* AIM OF THE TASK:
Copy the data below exactly. Any pictures in it should be omitted.

* GIVEN INFORMATION:

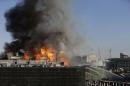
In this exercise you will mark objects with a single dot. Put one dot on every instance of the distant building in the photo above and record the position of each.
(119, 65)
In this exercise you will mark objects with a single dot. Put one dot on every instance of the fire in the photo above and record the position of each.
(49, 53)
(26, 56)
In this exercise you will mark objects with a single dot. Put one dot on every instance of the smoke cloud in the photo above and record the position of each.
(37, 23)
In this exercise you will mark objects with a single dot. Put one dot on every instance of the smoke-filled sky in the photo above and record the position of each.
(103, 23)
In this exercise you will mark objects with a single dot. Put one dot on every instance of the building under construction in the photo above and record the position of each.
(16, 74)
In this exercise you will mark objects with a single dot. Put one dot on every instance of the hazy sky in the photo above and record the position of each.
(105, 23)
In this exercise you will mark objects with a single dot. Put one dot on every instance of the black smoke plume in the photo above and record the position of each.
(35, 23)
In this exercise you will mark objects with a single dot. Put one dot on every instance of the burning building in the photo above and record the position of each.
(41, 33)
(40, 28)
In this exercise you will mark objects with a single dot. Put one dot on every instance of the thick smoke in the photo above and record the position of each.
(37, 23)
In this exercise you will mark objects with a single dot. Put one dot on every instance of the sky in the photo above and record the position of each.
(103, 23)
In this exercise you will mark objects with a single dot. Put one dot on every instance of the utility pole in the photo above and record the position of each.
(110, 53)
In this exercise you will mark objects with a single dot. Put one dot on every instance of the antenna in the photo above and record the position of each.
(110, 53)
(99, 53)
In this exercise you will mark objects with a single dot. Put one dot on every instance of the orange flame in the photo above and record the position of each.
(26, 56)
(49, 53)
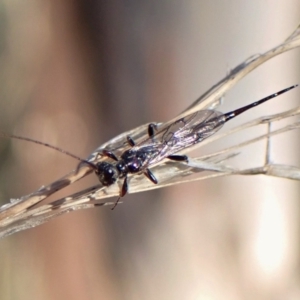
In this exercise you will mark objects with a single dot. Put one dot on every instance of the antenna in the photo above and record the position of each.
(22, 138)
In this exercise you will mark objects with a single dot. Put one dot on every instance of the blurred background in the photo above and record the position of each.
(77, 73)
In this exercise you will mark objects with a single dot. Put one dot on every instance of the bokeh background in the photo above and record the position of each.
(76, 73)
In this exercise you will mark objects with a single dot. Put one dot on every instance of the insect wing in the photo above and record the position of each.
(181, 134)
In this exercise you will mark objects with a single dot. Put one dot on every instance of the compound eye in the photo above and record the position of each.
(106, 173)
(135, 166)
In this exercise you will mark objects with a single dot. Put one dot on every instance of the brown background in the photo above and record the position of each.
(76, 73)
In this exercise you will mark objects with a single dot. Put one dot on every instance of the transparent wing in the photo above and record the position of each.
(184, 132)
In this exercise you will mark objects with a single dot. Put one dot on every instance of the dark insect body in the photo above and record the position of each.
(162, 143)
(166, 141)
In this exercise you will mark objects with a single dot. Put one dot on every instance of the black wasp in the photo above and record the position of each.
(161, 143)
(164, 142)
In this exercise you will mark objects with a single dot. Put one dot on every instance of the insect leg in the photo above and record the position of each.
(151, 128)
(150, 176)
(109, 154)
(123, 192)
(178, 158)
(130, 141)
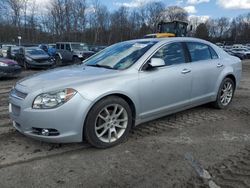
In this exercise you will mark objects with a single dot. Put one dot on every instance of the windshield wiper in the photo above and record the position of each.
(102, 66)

* COMPLETED EXERCISE:
In this exercise you will mark objects with a single dot. Put one dot on every instance of the distant building in the photo above and record the position of each.
(119, 65)
In this exercise you will mark objects with a single dot. Put one dot on every instance of the fire in the photo above and record the position of each.
(49, 53)
(26, 56)
In this exercise you will mark objects with a single dot. Put one dot on every instance of the smoke cloud in the photo above and record the position of each.
(37, 23)
In this exercise you will mark objects with a single dot. Put one dot on every instance of the smoke-filled sky in the photo above and record the position of each.
(103, 23)
In this exercise you will mark objects with a single dot. Put one dot on every instance of the building under construction in the photo above and record the position of each.
(16, 74)
In this exercise you will mark objects with a single dot. Put one dot on every instance of the hazy sky in the photo above and record the position of each.
(105, 23)
In this exercise you will mark objects with a single dot. Put one dot on every instance of the black smoke plume in the photo above and record the position of each.
(35, 23)
In this exercise you will mark objects with a single dot. Put one dot on every instance of the burning building in the photo above and record the position of each.
(41, 33)
(40, 28)
In this exercise you will mark objects with a single dot. Put one dot on every instance of the thick smoke in the photo above and record the position of each.
(37, 23)
In this exercise you will mark objects with a single dot. Put one dot on every instance of the sky in the photo above and record the position of each.
(103, 23)
In this exercise you will mark objects with a single dot. Put one dot on every instance of the utility pole in the photo above and record the position of each.
(110, 53)
In this exercise you will mark objects with a single dot. Put one dot on every instance of the antenna in the photo above and record the position of each.
(110, 53)
(99, 53)
In this exercise you will mark objects with a single dot. Put one dot on every instance of the orange flame in the photo above and record the position of each.
(26, 56)
(49, 53)
In this exercise you will mark objects with a single dot. Put one dot on every instance of the antenna in the photo above and record the position of each.
(22, 138)
In this exercise you will mark objects with a single dot. Put one dot on every instance of the blurred background in the photo above and record the position of each.
(77, 73)
In this exercise you will mark objects with a single dot. Put one dot on every instance of the bokeh background in the photo above and record the position of each.
(76, 73)
In this exercise you will mark objects with a single dot. Put one dot on every instance of the insect wing in the photo above and record the position of each.
(181, 134)
In this exercise you will mark objects with a single dot. Put one dot on every instance of the compound eye in the photo above and record the position of each.
(106, 173)
(135, 166)
In this exercise you will mark objects with a single dot. Put one dot on every instance of the brown background in the photo above and record the position of each.
(76, 73)
In this exercise you will mark objects with a single dot. Put one dot on every instance of the transparent wing in the photo above and record the position of each.
(184, 132)
In this exercise you will mark objects with a single dot. Put one dot on every instance of the dark insect body in the photo above and record the position of each.
(162, 143)
(166, 141)
In this exercise you will mark objects with a single dot. Put one dot on every instance of the black wasp in the photo above and record the position of each.
(161, 143)
(164, 142)
In this exercise you will mark objects with a single dot. Put one dot on every instance of the insect leg in the photo above and record the position of each.
(151, 128)
(150, 176)
(109, 154)
(123, 192)
(178, 158)
(130, 141)
In this exercise you will mark objects with a single dot. Put one dot on every instance of the windshield wiper in the photo above and record the position of each.
(102, 66)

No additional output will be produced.